» Exercise task: Quote the lines below word for word, starting at the line that contains "Each instance gets a single point. Label the pink" and continuing through the last line, and leave the pictures out.

━━━ Provided entries ━━━

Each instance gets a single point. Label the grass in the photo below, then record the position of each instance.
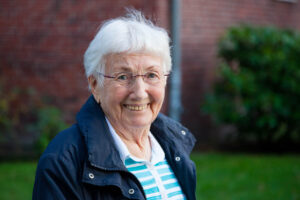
(219, 176)
(243, 177)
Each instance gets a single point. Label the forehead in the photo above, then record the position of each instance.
(133, 62)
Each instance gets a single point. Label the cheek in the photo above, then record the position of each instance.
(158, 96)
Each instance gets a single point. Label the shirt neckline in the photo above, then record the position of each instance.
(157, 153)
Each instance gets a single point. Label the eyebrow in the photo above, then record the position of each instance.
(125, 68)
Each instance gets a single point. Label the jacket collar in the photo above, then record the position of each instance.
(92, 123)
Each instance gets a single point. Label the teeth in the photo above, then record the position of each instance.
(136, 108)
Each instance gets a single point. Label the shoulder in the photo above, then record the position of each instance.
(174, 130)
(67, 148)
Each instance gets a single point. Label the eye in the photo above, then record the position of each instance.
(122, 77)
(152, 75)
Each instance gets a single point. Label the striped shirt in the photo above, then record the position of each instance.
(156, 176)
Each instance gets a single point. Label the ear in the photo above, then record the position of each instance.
(93, 83)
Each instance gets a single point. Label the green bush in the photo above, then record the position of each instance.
(258, 88)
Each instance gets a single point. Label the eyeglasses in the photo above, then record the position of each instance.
(126, 78)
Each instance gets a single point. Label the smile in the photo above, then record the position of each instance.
(136, 107)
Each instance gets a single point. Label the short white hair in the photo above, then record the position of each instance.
(130, 34)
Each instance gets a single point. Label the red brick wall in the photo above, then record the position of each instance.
(42, 43)
(202, 24)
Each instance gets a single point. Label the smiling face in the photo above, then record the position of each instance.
(137, 104)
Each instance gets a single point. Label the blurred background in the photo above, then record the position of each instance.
(239, 71)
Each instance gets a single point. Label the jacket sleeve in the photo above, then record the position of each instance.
(56, 178)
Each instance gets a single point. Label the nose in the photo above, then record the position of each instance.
(139, 88)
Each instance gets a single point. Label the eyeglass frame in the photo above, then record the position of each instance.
(132, 76)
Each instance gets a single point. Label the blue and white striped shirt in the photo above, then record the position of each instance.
(156, 176)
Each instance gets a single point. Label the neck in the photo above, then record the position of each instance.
(136, 140)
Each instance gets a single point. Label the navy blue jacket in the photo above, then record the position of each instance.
(82, 162)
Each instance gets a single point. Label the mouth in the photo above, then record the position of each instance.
(135, 107)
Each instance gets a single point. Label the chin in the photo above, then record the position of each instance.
(141, 121)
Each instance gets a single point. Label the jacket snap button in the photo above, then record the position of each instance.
(131, 191)
(183, 132)
(91, 175)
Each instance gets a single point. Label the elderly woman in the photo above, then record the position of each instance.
(121, 146)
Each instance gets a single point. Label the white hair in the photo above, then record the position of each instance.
(130, 34)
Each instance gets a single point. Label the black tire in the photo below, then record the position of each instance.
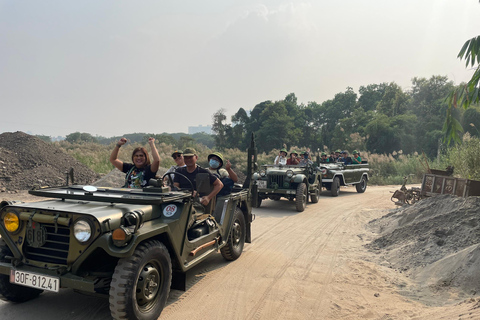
(236, 239)
(13, 292)
(335, 189)
(141, 283)
(259, 202)
(362, 186)
(315, 196)
(301, 197)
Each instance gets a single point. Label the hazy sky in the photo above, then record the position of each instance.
(112, 67)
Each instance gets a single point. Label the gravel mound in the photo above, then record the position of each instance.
(27, 161)
(435, 241)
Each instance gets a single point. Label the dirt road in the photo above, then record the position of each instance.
(308, 265)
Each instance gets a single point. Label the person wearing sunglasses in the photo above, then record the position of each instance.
(141, 170)
(177, 156)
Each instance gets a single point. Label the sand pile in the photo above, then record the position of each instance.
(435, 242)
(27, 161)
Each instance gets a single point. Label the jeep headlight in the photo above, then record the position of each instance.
(289, 174)
(11, 222)
(82, 230)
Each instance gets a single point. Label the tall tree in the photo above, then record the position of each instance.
(466, 94)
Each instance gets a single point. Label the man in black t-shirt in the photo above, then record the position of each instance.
(190, 171)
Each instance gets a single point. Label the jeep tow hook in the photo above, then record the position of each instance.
(203, 246)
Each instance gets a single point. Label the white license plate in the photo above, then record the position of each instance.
(34, 280)
(262, 184)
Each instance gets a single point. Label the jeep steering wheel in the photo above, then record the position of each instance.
(170, 180)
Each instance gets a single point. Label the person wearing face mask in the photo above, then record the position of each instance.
(215, 162)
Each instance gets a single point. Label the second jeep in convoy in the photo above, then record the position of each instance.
(293, 182)
(335, 175)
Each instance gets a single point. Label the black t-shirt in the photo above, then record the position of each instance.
(191, 176)
(137, 178)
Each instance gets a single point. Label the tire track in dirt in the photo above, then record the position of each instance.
(256, 312)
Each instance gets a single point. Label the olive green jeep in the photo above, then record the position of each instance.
(131, 245)
(293, 182)
(335, 175)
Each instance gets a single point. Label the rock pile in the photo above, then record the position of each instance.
(436, 242)
(27, 162)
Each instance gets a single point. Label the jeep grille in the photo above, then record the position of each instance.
(55, 249)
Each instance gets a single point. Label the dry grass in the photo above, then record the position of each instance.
(384, 168)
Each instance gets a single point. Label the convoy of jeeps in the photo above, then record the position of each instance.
(133, 245)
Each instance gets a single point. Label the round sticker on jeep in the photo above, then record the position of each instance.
(169, 210)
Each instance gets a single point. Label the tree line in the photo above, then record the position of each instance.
(381, 118)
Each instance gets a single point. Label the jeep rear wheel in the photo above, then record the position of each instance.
(362, 186)
(301, 198)
(13, 292)
(314, 196)
(236, 239)
(335, 189)
(141, 283)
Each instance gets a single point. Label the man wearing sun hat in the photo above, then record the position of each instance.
(281, 159)
(356, 157)
(190, 171)
(293, 158)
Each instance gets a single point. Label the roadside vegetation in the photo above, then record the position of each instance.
(385, 169)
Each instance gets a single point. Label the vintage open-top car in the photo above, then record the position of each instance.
(130, 245)
(335, 175)
(293, 182)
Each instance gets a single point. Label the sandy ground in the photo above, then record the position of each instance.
(308, 265)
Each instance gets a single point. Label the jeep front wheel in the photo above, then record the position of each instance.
(301, 197)
(236, 239)
(13, 292)
(141, 283)
(335, 189)
(362, 186)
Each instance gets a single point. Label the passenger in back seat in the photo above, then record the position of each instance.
(190, 171)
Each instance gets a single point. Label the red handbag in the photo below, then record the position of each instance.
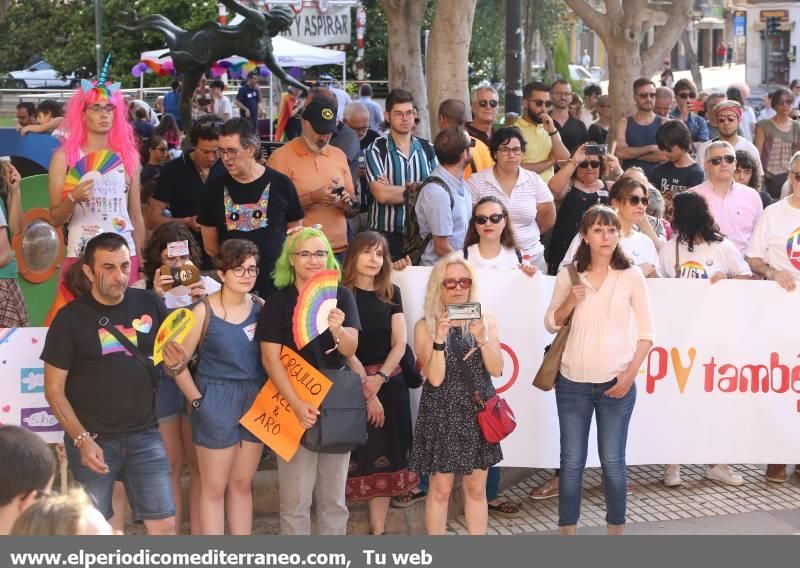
(496, 420)
(495, 417)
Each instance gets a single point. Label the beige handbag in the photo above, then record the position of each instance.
(551, 364)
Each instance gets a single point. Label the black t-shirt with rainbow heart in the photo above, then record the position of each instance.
(109, 389)
(258, 211)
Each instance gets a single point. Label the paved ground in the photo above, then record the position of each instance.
(699, 506)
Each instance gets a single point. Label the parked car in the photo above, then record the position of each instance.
(40, 75)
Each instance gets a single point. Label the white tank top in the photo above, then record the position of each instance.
(105, 212)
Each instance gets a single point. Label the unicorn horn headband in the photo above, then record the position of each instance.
(100, 84)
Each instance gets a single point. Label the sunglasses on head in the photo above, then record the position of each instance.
(495, 218)
(718, 160)
(452, 283)
(636, 200)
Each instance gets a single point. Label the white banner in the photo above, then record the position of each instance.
(721, 384)
(311, 26)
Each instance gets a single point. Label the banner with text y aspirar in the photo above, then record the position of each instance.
(720, 385)
(271, 419)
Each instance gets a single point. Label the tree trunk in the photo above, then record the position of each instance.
(404, 26)
(447, 59)
(691, 58)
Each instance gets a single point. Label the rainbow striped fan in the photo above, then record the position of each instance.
(101, 162)
(314, 304)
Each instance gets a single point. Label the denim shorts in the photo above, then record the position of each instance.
(138, 460)
(215, 425)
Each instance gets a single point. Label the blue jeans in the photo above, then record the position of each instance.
(139, 460)
(576, 403)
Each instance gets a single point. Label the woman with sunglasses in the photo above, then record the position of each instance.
(777, 138)
(577, 186)
(601, 359)
(229, 375)
(628, 198)
(379, 470)
(771, 257)
(525, 195)
(305, 253)
(447, 438)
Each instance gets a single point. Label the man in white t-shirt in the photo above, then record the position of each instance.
(729, 118)
(222, 107)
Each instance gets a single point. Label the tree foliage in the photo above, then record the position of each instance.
(63, 32)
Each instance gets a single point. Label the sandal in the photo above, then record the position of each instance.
(407, 499)
(504, 509)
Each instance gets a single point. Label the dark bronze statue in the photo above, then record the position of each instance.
(194, 51)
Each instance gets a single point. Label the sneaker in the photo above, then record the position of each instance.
(776, 473)
(672, 475)
(546, 490)
(724, 473)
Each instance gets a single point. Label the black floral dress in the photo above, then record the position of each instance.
(447, 438)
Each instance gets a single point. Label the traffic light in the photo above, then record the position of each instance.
(773, 26)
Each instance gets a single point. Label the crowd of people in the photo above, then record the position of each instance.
(682, 184)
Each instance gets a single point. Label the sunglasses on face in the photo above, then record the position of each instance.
(636, 200)
(718, 160)
(494, 218)
(540, 102)
(452, 283)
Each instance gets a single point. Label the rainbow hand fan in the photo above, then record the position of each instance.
(91, 166)
(314, 304)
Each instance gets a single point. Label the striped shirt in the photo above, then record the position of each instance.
(385, 159)
(522, 204)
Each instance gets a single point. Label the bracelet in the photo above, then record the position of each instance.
(83, 436)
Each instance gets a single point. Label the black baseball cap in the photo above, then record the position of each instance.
(322, 117)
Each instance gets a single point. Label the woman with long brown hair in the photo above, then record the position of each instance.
(379, 470)
(600, 362)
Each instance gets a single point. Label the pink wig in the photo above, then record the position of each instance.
(120, 137)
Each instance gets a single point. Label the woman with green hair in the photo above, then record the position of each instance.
(305, 252)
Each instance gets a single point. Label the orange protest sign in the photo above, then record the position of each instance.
(271, 419)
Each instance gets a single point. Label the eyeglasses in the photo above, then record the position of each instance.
(240, 271)
(452, 283)
(224, 152)
(636, 200)
(540, 102)
(97, 109)
(494, 218)
(718, 160)
(307, 254)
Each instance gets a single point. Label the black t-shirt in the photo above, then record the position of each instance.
(181, 188)
(375, 339)
(258, 211)
(573, 133)
(671, 180)
(275, 325)
(109, 389)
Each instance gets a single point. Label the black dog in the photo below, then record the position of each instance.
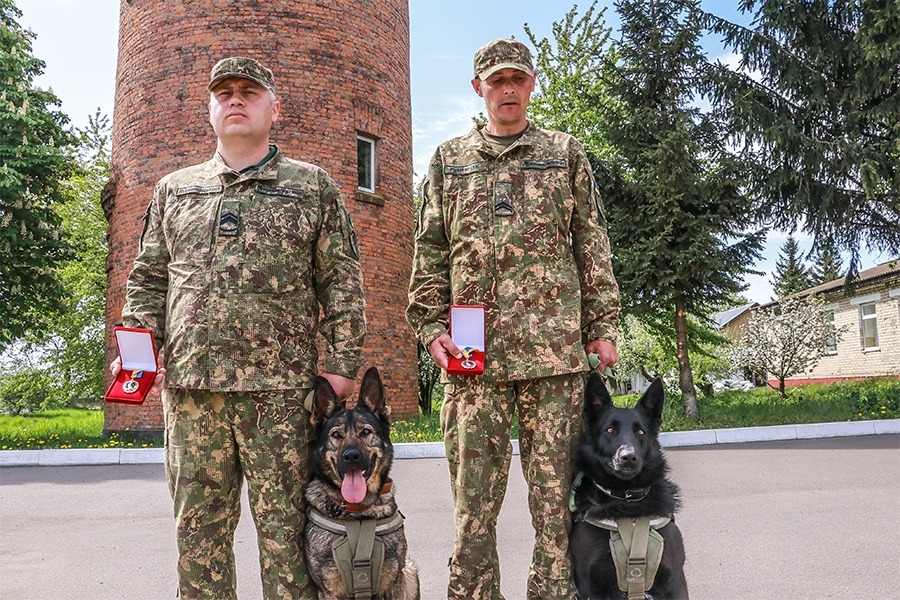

━━━

» Task output:
Each instance gets a single point. Label the pink wig in the photo above, then record the position of each instance.
(120, 137)
Each instance gets a single point. Label the woman with green hair in the photo above, then record the position of each instance.
(305, 252)
Each instance gets a single point. Label the orange protest sign in the photo above, then record the position of each instance.
(271, 419)
Each instance gets a single point. Label the eyeglasses in the photo above, then record the position of each instance.
(240, 271)
(452, 283)
(224, 152)
(636, 200)
(540, 102)
(97, 109)
(494, 218)
(718, 160)
(307, 254)
Each instance gets a single point. Label the black t-shirt in the photo above, then record the position of each instance.
(181, 188)
(375, 339)
(258, 211)
(573, 133)
(671, 180)
(275, 325)
(109, 389)
Each instance gets a single point. Label the black dog in the photo below, then record the position of each instance.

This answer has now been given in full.